Bloc de texte:
Comment les disputes nous font grandir

Interview avec le philosophe Maxime Rovere pour son dernier livre sur les disputes
La Guerre des Rose, 1989. © Belga Image
Isabelle Willot

Dans un essai passionnant, le philosophe Maxime Rovere se penche sur les mécanismes à l’œuvre dans ces échanges où le ton monte sans que l’on puisse réellement expliquer ce qui les a déclenchés. Et nous démontre qu’aussi douloureuses soient-elles, les disputes peuvent aussi nous faire avancer.

Elle arrive presque toujours là où on l’attend le moins. Peut-être même surtout dans ces moments où tout semblait avoir été prémédité pour toucher à la perfection. Ou du moins à l’idée que l’on s’en fait. Jusqu’à ce petit détail – un verre qui se casse, une requête oubliée, une phrase mal interprétée – qui va nous entraîner, sans que nous en ayons sur le moment la pleine conscience, dans une escalade verbale totalement incontrôlable. «En nous retournant sur des querelles passées, ne sommes-nous pas saisis d’avoir vécu des émotions si intenses, des échanges si terribles, pour ce qui apparaît souvent comme ridicule ou évitable, questionne le philosophe Maxime Rovere dans l’essai (*) qu’il vient de consacrer à l’étude minutieuse des petites mécaniques du conflit qui semblent gouverner nos vies aussi sûrement que la loi de la gravitation universelle.

Que l’on chicane à la maison au sujet d’une poubelle pas sortie ou sur Twitter avec un inconnu dont on ne partage pas les opinions, le schéma semble toujours le même: les échanges s’accélèrent sans que l’on ne s’écoute plus vraiment et dégénèrent en rapport de force dont le seul objectif consiste finalement à faire taire l’autre. Serions-nous donc programmés pour nous disputer? Plutôt que de décortiquer a posteriori des liens de causalité souvent douteux qui nous poussent avant tout à chercher un coupable unique, Maxime Rovere nous rappelle que rien de ce qui fonctionne sur la terre ne marche tout à fait bien. Et qu’il en va de même avec l’amour, l’amitié et tous les genres d’affection. «L’ironie sournoise, le silence obstiné, les accusations amères, les hurlements ou les chaudes larmes font partie de leur répertoire, pointe-t-il. Et pour cette raison, la souffrance et l’attachement à la souffrance (la rancœur, la rancune, le ressentiment…) font également partie de son registre d’expériences.» Se pourrait-il alors, si l’on en comprend mieux les rouages, que l’on puisse dans certaines circonstances en tirer avantage? Explications.

[Enregistrements issus d'une collection]
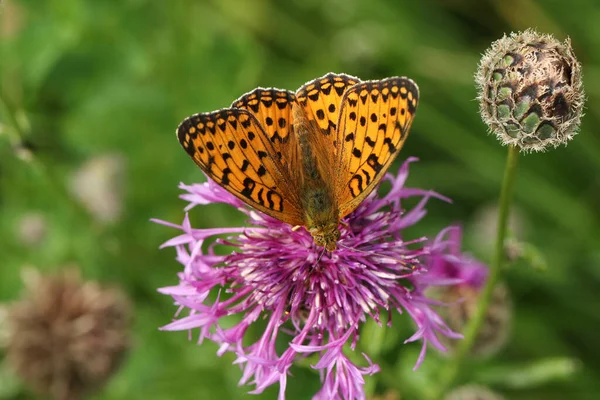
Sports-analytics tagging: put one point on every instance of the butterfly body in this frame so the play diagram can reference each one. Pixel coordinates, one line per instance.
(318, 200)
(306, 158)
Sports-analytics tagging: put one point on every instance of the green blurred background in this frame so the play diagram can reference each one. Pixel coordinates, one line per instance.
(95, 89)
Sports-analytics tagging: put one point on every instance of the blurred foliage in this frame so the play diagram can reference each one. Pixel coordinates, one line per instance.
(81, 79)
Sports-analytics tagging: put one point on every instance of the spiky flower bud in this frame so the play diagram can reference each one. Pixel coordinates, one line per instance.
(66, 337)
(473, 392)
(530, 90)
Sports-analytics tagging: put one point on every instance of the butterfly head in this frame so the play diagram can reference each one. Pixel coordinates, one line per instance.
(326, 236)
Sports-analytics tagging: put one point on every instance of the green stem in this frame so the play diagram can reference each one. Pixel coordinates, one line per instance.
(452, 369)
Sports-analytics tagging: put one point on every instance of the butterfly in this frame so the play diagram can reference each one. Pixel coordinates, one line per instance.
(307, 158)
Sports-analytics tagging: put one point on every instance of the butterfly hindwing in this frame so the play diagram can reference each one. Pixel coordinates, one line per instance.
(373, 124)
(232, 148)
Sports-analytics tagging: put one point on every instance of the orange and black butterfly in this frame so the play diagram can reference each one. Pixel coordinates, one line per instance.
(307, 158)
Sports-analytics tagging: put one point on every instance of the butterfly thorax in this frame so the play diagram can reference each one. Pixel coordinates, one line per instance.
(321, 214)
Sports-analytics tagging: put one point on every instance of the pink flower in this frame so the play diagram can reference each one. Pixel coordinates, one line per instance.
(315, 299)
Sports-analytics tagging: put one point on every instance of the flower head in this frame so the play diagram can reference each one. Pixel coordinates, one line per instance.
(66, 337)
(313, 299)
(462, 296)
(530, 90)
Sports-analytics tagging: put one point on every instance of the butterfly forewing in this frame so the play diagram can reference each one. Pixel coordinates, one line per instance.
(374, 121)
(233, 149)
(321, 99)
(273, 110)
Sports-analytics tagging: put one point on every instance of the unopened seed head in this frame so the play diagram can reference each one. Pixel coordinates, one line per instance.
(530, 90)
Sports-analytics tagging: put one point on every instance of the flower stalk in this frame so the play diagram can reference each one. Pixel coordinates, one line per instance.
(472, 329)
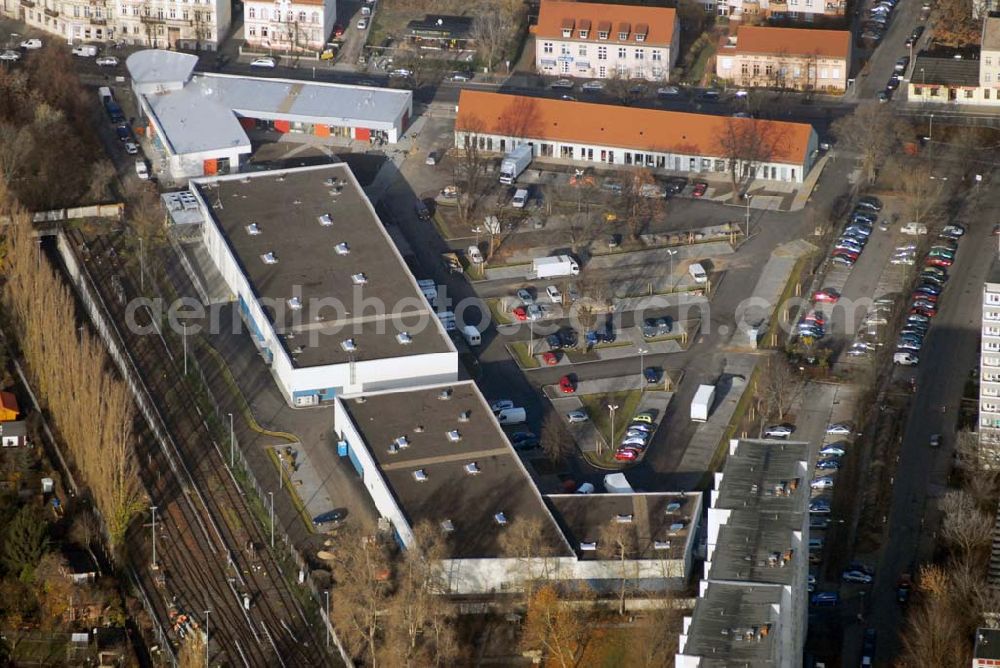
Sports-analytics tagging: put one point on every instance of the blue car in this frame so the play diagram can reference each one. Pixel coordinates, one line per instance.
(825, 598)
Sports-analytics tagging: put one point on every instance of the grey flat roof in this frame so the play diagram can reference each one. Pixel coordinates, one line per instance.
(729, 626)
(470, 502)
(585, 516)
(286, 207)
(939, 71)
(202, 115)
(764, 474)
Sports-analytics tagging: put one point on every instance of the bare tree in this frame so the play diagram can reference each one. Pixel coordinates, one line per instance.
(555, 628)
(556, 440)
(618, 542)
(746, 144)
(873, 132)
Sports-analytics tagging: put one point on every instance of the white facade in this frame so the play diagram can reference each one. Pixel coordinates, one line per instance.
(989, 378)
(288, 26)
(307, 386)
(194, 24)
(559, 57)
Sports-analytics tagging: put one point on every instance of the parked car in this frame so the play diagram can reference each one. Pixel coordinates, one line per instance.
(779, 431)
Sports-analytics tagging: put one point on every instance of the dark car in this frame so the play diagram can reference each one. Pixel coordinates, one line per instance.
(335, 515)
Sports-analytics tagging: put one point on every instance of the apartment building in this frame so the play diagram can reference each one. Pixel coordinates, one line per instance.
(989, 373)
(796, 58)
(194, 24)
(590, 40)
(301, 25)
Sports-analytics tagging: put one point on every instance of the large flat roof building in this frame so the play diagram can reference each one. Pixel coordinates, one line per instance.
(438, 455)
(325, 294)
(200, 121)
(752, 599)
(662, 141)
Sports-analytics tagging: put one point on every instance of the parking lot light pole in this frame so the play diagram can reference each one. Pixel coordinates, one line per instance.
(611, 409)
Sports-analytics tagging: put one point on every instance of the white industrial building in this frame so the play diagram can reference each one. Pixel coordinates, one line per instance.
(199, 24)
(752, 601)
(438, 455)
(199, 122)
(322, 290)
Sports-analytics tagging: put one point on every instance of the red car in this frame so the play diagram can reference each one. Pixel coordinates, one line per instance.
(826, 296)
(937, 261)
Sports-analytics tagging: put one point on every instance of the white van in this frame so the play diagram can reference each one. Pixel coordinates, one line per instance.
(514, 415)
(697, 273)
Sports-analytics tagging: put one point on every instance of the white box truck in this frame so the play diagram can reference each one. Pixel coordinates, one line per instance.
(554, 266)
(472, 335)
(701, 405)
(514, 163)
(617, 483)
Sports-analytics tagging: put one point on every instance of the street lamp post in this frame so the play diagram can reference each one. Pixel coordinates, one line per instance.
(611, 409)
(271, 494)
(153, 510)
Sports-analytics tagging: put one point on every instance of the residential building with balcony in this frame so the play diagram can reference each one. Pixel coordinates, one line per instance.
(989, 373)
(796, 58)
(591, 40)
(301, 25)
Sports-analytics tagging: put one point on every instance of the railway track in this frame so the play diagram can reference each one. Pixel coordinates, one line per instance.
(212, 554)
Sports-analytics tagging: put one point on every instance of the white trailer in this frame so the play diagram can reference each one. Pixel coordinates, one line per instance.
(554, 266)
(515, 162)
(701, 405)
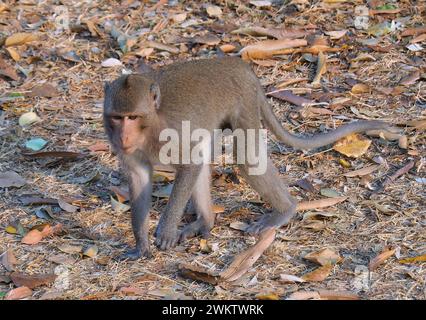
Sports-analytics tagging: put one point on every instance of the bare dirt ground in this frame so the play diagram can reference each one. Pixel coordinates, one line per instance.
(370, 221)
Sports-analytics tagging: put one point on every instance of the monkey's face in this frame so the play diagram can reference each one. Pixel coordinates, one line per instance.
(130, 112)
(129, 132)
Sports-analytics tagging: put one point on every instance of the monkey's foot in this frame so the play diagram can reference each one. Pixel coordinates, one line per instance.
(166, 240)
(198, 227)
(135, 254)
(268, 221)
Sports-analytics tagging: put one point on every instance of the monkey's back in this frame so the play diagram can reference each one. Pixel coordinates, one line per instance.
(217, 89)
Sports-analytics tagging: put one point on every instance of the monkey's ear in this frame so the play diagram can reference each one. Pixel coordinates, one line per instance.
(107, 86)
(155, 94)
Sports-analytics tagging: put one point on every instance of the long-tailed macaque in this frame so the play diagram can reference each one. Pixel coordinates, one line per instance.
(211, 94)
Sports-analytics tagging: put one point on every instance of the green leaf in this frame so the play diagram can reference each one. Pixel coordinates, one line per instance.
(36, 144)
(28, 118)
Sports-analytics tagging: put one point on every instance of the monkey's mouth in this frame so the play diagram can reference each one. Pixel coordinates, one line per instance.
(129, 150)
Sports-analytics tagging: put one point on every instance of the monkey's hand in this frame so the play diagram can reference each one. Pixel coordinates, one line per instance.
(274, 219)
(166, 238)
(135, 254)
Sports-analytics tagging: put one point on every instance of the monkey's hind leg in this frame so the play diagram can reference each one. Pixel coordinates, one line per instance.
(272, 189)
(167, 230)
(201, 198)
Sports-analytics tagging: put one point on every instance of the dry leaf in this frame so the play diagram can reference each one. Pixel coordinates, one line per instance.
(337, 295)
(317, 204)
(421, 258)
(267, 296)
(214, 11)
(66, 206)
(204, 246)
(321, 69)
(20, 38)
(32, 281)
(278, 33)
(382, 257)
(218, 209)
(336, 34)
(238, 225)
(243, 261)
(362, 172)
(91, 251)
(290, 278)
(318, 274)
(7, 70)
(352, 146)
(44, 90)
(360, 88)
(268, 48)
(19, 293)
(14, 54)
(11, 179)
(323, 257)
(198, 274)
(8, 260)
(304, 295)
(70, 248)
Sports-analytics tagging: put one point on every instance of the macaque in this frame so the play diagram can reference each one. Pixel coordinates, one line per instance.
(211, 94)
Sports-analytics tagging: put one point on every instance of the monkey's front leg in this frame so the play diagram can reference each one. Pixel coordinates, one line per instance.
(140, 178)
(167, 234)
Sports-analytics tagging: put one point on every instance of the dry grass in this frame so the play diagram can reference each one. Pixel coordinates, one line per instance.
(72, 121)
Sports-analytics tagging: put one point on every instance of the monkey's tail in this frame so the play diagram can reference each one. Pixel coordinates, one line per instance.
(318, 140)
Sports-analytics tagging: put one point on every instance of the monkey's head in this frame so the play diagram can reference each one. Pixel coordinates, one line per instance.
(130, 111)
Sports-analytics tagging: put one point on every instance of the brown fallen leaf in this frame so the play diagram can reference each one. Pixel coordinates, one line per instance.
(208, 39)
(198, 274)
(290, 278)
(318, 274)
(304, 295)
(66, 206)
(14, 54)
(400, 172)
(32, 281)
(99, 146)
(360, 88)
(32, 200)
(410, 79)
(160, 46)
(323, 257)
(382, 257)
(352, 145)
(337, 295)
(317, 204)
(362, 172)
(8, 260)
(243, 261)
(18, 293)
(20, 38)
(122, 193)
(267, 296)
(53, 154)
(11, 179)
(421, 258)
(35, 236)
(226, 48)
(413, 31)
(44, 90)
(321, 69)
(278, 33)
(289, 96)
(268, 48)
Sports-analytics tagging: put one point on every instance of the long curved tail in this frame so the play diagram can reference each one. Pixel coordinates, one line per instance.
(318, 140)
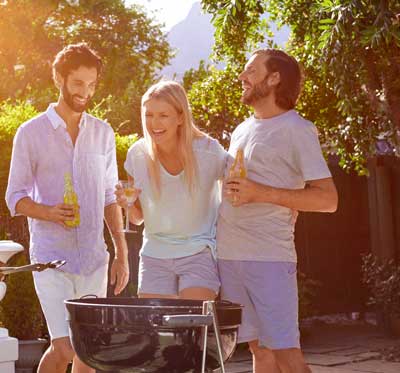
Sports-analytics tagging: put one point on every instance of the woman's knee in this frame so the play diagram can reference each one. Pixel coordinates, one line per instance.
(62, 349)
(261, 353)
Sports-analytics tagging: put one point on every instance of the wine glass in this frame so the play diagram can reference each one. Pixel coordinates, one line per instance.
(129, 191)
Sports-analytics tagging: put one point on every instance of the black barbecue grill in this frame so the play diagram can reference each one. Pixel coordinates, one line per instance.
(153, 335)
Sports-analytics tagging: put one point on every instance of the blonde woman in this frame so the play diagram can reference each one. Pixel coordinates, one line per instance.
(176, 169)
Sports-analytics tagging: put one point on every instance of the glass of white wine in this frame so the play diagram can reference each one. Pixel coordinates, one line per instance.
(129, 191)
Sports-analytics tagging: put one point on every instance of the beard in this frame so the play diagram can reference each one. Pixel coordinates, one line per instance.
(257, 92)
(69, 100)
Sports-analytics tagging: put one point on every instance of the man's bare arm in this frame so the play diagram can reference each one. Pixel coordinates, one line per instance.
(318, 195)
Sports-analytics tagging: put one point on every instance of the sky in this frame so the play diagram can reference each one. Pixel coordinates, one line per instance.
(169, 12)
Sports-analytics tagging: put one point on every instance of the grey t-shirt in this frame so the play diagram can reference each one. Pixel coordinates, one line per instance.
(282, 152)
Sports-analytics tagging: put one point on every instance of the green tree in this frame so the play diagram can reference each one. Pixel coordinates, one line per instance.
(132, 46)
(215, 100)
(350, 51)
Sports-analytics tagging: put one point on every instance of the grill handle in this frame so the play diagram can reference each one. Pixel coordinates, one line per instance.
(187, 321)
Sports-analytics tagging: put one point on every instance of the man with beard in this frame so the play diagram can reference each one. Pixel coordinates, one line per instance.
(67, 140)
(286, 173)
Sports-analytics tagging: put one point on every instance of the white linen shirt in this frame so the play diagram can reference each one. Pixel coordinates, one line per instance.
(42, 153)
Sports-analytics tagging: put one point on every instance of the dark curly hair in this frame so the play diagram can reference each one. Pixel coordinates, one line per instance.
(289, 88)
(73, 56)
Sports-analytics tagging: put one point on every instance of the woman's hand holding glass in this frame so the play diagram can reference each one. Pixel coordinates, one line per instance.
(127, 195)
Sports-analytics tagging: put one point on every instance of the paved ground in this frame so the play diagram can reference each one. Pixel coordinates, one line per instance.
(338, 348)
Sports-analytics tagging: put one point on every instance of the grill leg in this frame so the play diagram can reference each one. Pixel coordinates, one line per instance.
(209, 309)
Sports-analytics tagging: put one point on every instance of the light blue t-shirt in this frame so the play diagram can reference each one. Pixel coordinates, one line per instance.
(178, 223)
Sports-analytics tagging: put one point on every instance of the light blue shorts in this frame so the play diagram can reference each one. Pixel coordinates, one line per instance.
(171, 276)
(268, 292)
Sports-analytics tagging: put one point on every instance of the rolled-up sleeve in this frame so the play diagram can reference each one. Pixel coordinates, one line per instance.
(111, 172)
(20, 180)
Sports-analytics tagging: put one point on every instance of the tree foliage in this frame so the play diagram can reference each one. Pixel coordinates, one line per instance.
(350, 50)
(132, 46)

Exercices:
A. Relevez dans l'article sur les disputes les cinq manifestations que Maxime Rovere range dans le répertoire de l'amour, de l'amitié et de tous les genres d'affection.
B. Reprenez l'article sur les disputes là où il s'arrête, s'il vous plaît.
Ces lignes sont indépendantes de l'article sur les disputes.

Réponses par exercice:
A. L'ironie sournoise, le silence obstiné, les accusations amères, les hurlements et les chaudes larmes.

B.
La dispute, mise en scène au théâtre ou au cinéma.
La Dispute de Marivaux, par la Comédie-Française, 2009. © Raphael GAILLARDE/Gamma-Rapho via Getty Images

La dispute ne date pas d’hier – Marivaux en a même fait une pièce – pensez-vous que l’on se dispute davantage aujourd’hui qu’hier?

Oui, d’abord parce qu’on se parle plus qu’avant. Progressivement, mais trop lentement, les violences physiques deviennent inacceptables dans les couples et dans les familles. Les femmes apprennent à ne pas céder aux pressions, les hommes à mieux exprimer leurs sentiments. Donc beaucoup d’entre eux ne se blessent plus qu’en paroles. Ensuite, nos interactions ont été démultipliées par la technologie: peu de minutes s’écoulent sans qu’on écrive ou qu’on reçoive des e-mails, des textos, qu’on se laisse happer par les réseaux, etc. Dans ce contexte, la communication est tellement accélérée qu’elle ouvre grand la porte aux malentendus: plus il y a de petites interactions, plus il y a de micro-conflits. Enfin, nous avons devant nous des défis écologiques et sociaux à relever qui demandent une grande implication et qui suscitent de fortes résistances. Donc, n’importe quelle discussion tourne très vite à l’affrontement. Mon rôle de chercheur en philosophie est de donner des éléments pour sortir de là grandis, et non diminués.

Vous n’hésitez pas à parler de posture… Pourquoi nous sentons-nous en permanence agressés? Est-ce parce que le monde autour de nous nous est devenu vraiment hostile?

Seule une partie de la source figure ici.